● **TO DO**
Print the listing as it stands, omitting all images.
--- --- ---
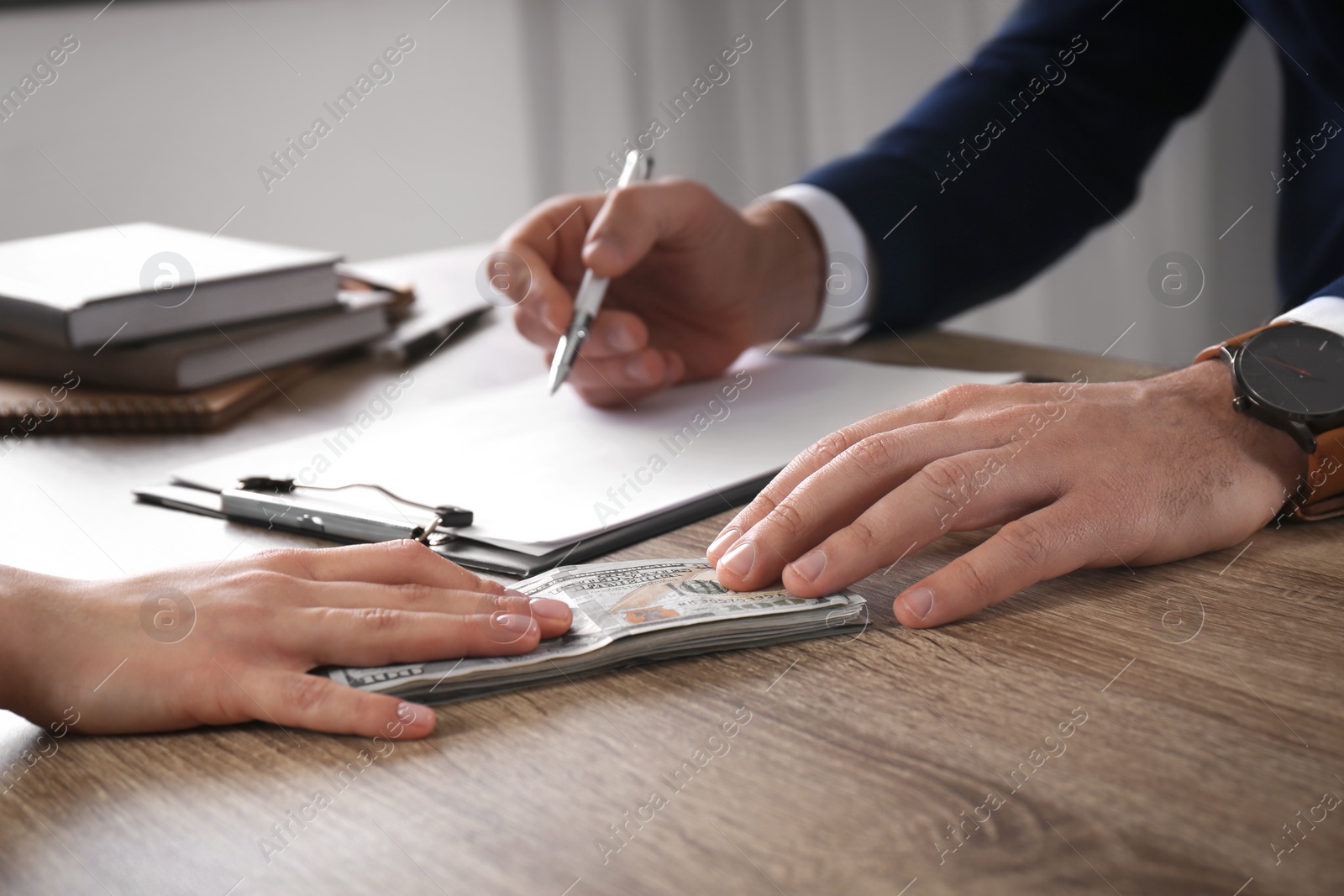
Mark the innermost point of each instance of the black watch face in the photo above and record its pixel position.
(1294, 369)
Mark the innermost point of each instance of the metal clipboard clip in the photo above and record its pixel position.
(272, 501)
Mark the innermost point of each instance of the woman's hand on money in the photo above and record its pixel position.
(207, 647)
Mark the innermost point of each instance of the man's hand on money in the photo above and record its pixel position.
(201, 645)
(1077, 474)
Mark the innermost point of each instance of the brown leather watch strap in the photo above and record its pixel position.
(1321, 496)
(1236, 342)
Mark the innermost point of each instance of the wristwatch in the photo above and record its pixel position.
(1290, 376)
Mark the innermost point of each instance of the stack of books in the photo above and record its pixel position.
(152, 328)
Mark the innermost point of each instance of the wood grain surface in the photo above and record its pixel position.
(1202, 700)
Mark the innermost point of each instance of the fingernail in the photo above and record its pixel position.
(622, 338)
(725, 539)
(811, 564)
(920, 602)
(548, 609)
(609, 248)
(514, 622)
(739, 559)
(638, 369)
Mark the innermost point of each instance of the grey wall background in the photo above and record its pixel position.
(167, 110)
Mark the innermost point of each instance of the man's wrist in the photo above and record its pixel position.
(786, 269)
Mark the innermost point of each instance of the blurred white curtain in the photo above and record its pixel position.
(168, 109)
(823, 76)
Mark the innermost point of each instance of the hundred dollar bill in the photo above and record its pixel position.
(624, 613)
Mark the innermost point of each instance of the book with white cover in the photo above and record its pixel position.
(138, 281)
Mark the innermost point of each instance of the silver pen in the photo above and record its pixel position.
(591, 289)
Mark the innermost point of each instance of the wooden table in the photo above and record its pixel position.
(1211, 692)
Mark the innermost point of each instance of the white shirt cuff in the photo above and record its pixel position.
(851, 282)
(1326, 312)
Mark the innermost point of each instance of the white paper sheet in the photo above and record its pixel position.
(541, 472)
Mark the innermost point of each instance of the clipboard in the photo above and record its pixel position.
(320, 519)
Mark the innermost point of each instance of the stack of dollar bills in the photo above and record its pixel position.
(624, 614)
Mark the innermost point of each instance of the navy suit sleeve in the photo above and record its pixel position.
(1010, 167)
(1335, 288)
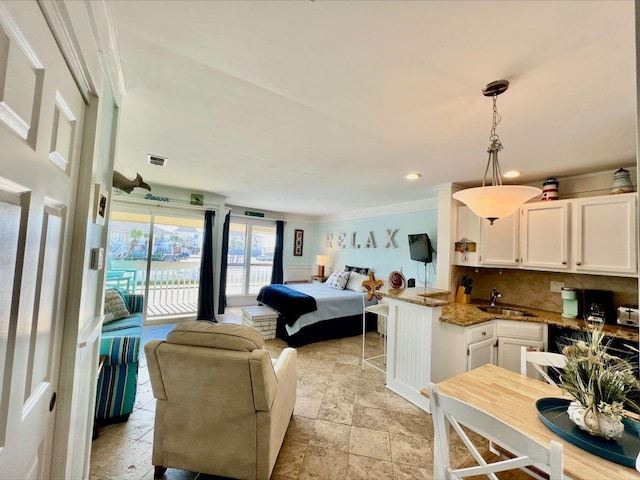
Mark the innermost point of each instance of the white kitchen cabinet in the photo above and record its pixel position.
(605, 233)
(499, 242)
(510, 349)
(544, 235)
(467, 226)
(480, 344)
(512, 336)
(481, 353)
(592, 235)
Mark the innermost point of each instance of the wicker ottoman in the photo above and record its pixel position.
(262, 318)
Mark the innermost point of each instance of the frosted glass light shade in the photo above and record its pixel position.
(496, 201)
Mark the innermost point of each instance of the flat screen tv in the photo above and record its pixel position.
(420, 247)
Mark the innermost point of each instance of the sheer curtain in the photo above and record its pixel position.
(205, 293)
(222, 298)
(277, 272)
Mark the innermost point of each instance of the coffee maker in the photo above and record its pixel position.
(603, 299)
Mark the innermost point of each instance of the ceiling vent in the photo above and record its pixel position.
(156, 160)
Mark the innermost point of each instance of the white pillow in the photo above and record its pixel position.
(332, 277)
(339, 281)
(355, 281)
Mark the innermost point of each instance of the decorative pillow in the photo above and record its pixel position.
(355, 281)
(332, 277)
(360, 270)
(339, 281)
(114, 306)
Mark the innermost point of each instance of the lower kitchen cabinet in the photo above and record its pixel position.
(512, 336)
(480, 353)
(497, 342)
(509, 351)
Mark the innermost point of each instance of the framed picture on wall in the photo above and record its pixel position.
(298, 241)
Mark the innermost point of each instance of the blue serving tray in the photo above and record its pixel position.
(623, 450)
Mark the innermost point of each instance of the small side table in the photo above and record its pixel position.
(382, 310)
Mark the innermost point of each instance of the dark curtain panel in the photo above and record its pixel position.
(222, 298)
(206, 310)
(277, 273)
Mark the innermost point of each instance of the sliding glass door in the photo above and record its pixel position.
(250, 256)
(157, 256)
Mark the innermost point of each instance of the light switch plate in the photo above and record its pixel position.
(557, 286)
(97, 258)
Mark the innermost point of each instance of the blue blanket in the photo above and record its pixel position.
(290, 304)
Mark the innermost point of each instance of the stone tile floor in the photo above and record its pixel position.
(346, 424)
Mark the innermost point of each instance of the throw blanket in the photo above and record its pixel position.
(290, 304)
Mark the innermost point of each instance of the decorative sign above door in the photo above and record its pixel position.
(342, 240)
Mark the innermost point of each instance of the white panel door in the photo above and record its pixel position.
(41, 118)
(499, 242)
(605, 234)
(544, 235)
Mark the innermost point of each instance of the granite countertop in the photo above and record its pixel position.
(468, 314)
(418, 295)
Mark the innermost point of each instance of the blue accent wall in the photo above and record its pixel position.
(382, 260)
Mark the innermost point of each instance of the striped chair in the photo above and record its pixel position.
(120, 345)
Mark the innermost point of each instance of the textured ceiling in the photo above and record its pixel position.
(319, 107)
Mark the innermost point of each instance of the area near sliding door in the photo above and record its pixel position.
(250, 256)
(157, 255)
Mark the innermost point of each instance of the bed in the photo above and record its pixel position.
(313, 312)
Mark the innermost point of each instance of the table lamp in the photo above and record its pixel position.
(321, 261)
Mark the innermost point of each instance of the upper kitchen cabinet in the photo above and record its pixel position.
(499, 242)
(495, 245)
(467, 227)
(605, 232)
(593, 235)
(544, 235)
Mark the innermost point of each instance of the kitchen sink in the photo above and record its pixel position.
(505, 311)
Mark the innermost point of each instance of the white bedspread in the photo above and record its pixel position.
(331, 303)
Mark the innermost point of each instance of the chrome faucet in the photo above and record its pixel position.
(495, 294)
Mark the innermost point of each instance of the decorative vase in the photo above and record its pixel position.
(550, 189)
(622, 182)
(596, 423)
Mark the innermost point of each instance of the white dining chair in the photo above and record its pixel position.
(540, 361)
(450, 412)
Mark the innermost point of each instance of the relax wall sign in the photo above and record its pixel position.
(343, 240)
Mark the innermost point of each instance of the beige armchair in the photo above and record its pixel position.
(223, 406)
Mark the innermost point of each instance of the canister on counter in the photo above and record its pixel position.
(550, 189)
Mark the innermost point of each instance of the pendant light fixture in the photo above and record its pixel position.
(495, 201)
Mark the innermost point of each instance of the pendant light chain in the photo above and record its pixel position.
(495, 201)
(494, 148)
(496, 120)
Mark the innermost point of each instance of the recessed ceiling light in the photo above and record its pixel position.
(511, 174)
(412, 176)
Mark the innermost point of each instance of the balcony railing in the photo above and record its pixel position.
(173, 286)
--- --- ---
● **THE COMPLETED TASK**
Mark the innermost point of each instance of the black watch face in the photo above and record its pixel position.
(1294, 369)
Mark the innermost point of each instance of the metal clipboard clip in the photo above and record its pixel position.
(272, 501)
Mark the innermost point of each instance of the woman's hand on money in the photo above and record its pixel position.
(207, 647)
Mark the innermost point of each instance of the man's hand on money in the photo above and record its pixel position.
(201, 645)
(1077, 474)
Mark the innermost point of each instance of the brown leather watch strap in the photo above and record its pixel position.
(1321, 496)
(1236, 342)
Mark the innermost point of each instance of the wristwatch in the photo above and record its pixel position.
(1290, 376)
Mark the innermost point of each instance of the stack of books in the photo above and record its pixel position.
(152, 328)
Mark the innermost point of each instance of the wood grain surface in the photo above and record its pixel position.
(1202, 700)
Mark the innermost point of each instance of the fingernail in the photo above and record its pixel position.
(622, 338)
(725, 539)
(811, 564)
(920, 602)
(548, 609)
(609, 248)
(514, 622)
(739, 559)
(638, 369)
Mark the innermost point of each instance of the grey wall background in the photo above and record its pixel position.
(167, 110)
Mark the innermost point of each instance of the man's wrist in the photo above and record its pixel position.
(786, 269)
Mark the innermost point of each instance of the blurred white curtain in the photo above and record its pixel position.
(168, 109)
(823, 76)
Mark the innermost point of each instance of the hundred dollar bill in the photo above and record its pixel position.
(624, 613)
Mark the innermost point of each instance of the book with white cover in the photo above and record its pixel position.
(138, 281)
Mark the innermost point of each instance of the silver pen in the photo above and record its pixel position.
(591, 289)
Mark the innermost point of each instance of the wooden table in the photo above and record its pixel position.
(1211, 692)
Mark the innermost point of each instance of the white shirt cuff in the photo above and record its pixel position.
(851, 282)
(1326, 312)
Mark the innermost point of each instance of the white paper sheet in the photo above and record its pixel position.
(541, 472)
Mark the innermost point of each instance of the clipboard in the photo above and record its pixel position.
(320, 519)
Mark the innermost point of each instance of the stack of dollar bills in the photo above and record its pixel position.
(624, 614)
Mark the innermost point of each instance of the navy suit sleeve in the photo above and record its pixel position.
(1010, 167)
(1335, 288)
Mark the innermost point of each instance of the white kitchen cabinet in the photo above and record its pixel position.
(605, 233)
(499, 242)
(510, 349)
(544, 235)
(467, 226)
(480, 344)
(512, 336)
(481, 353)
(592, 235)
Mark the innermost point of each instance of the wicker ottoman in the photo above and record its pixel position.
(262, 318)
Mark the innermost point of each instance of the frosted glass light shade in the photo above and record its pixel position.
(496, 201)
Mark the innermost point of each instance of the flat screen tv in the photo above and record its pixel position.
(420, 247)
Mark the innermost point of each instance of the sheer curtain in the photo above and record its pixel position.
(205, 293)
(222, 298)
(277, 272)
Mark the innermost point of each instance of the coffee maker in the photo above and record its pixel position.
(603, 299)
Mark the innermost point of each instance of the ceiling vent in the photo above and record its pixel position.
(156, 160)
Mark the innermost point of each instance of the white pillow in the photo above and record its pixel position.
(332, 277)
(339, 281)
(355, 281)
Mark the innermost point of each instance of the decorative pillow in the photo above and record its pixel position.
(355, 281)
(332, 277)
(360, 270)
(339, 281)
(114, 306)
Mark the innermost point of each instance of the lower kitchen cabinet in the photo above and record its pixel position.
(512, 336)
(480, 353)
(497, 342)
(509, 351)
Mark the innermost point of each instance of the framed picture on wall in the photo above and record its pixel position.
(298, 241)
Mark the innermost point of each instance of the blue serving tray in the photo above and record its pixel position.
(623, 450)
Mark the innermost point of each instance of the small side table in the photo above and record its pixel position.
(382, 310)
Mark the innermost point of each instance of the dark curtain panel in the photo above and record its pixel position.
(222, 298)
(206, 310)
(277, 273)
Mark the innermost point of each instance of the sliding glass door in the photo above and record its pixel position.
(250, 256)
(157, 256)
Mark the innermost point of each instance of the light switch plate in the photo above and record its pixel position.
(557, 286)
(97, 258)
Mark the innermost point of each instance of the blue blanket in the photo above and record its pixel position.
(290, 304)
Mark the innermost point of each instance of the stone tile floor in the photo above and record its pixel position.
(346, 424)
Mark the innermost point of each instance of the throw blanket in the photo above and record its pixel position.
(290, 304)
Mark the innermost point of each instance of the decorative sign above door in the photo above and record its pixel position.
(342, 240)
Mark the innermost point of each instance of the white panel door in the photo above and record its pixel position.
(41, 118)
(499, 242)
(605, 234)
(544, 235)
Mark the innermost point of each instance of the granite countertop in the photo above and record its pixel position.
(468, 314)
(418, 295)
Mark the innermost point of each instance of the blue accent wall in the photo above and record its pixel position.
(382, 260)
Mark the innermost point of each instance of the striped chair in the photo above and record its pixel position.
(120, 345)
Mark the innermost point of each instance of the textured ceiling in the photo above and record its pixel position.
(319, 107)
Mark the innermost point of each instance of the area near sliding door in the photo above and record its pixel position.
(250, 256)
(157, 255)
Mark the innermost point of each instance of the bed in the photo above and record its pixel position.
(313, 312)
Mark the innermost point of each instance of the table lamp in the photo above and record its pixel position.
(321, 261)
Mark the innermost point of each instance of the upper kitchen cabinet in the photo above and record its pixel position.
(499, 242)
(495, 245)
(467, 227)
(605, 232)
(593, 235)
(544, 235)
Mark the innermost point of each instance of the kitchen sink in the photo above and record its pixel position.
(505, 311)
Mark the innermost point of each instance of the white bedspread in the photo above and record its pixel position.
(331, 303)
Mark the innermost point of each instance of the chrome faucet in the photo above and record its pixel position.
(495, 294)
Mark the innermost point of each instance of the decorative vase in the photo above and record its pixel position.
(550, 189)
(622, 182)
(596, 423)
Mark the innermost point of each instance of the white dining chair in the photo above and record its pixel position.
(540, 361)
(450, 412)
Mark the innermost point of each instance of the relax wall sign in the photo above and record its pixel position.
(343, 240)
Mark the innermost point of each instance of the beige armchair in the photo above and record its pixel position.
(223, 406)
Mark the innermost point of each instance of the canister on counter in the photo above and record its pixel position.
(550, 189)
Mark the innermost point of each instance of the pendant light fixture in the photo above and record its pixel position.
(495, 201)
Mark the innermost point of each instance of the pendant light chain in the photo above and record its pixel position.
(495, 201)
(494, 148)
(496, 120)
Mark the innermost point of each instance of the recessed ceiling light in the photo above and record its pixel position.
(511, 174)
(412, 176)
Mark the innermost point of each instance of the balcony railing in the photo above and record its pixel position.
(173, 286)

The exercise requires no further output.